**Task statement**:
Put the data below into a numbered list, skipping blank lines and leaving the pictures out.

[Data lines]
Start

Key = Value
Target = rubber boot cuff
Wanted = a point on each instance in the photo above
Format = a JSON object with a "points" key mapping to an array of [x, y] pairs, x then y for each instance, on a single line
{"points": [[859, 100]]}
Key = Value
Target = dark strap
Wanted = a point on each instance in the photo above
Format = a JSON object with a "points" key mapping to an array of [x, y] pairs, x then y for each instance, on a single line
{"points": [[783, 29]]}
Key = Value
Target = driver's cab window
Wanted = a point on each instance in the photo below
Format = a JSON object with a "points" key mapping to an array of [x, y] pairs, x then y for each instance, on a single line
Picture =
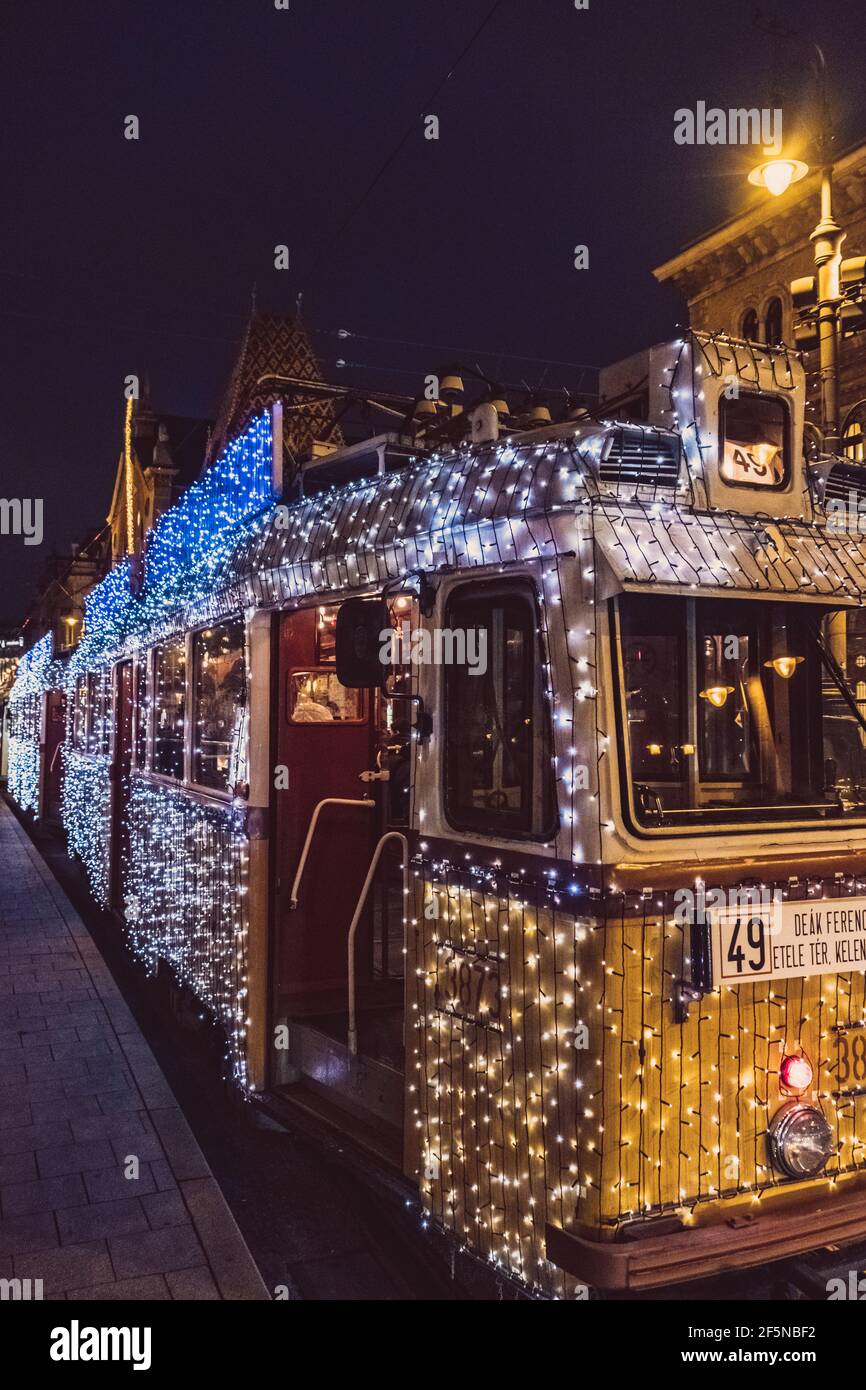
{"points": [[741, 710], [498, 766]]}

End

**Answer for this exercise**:
1. Key = Value
2. Target = rubber boot cuff
3. Wanted = a point on each instance in the photo above
4. Format = a JSON object with a "points" key mapping to an array of [x, y] pairs, x then y for each instance, on a single line
5. {"points": [[859, 100]]}
6. Key = Value
7. Target = dark strap
8. Wanted = a point on each instance in the photo above
9. Format = a JSON object with a "points" key mapping to an array of [x, y] pairs, x then y for each instance, on a single line
10. {"points": [[783, 29]]}
11. Key = Value
12. Target = driver's cab window
13. Wanted = a point on each instance in the photo below
14. Format = a JSON object with a "points" key mapping to an array of [x, y] pairs, x then y for each instance, on a single line
15. Picture =
16. {"points": [[741, 710], [498, 766]]}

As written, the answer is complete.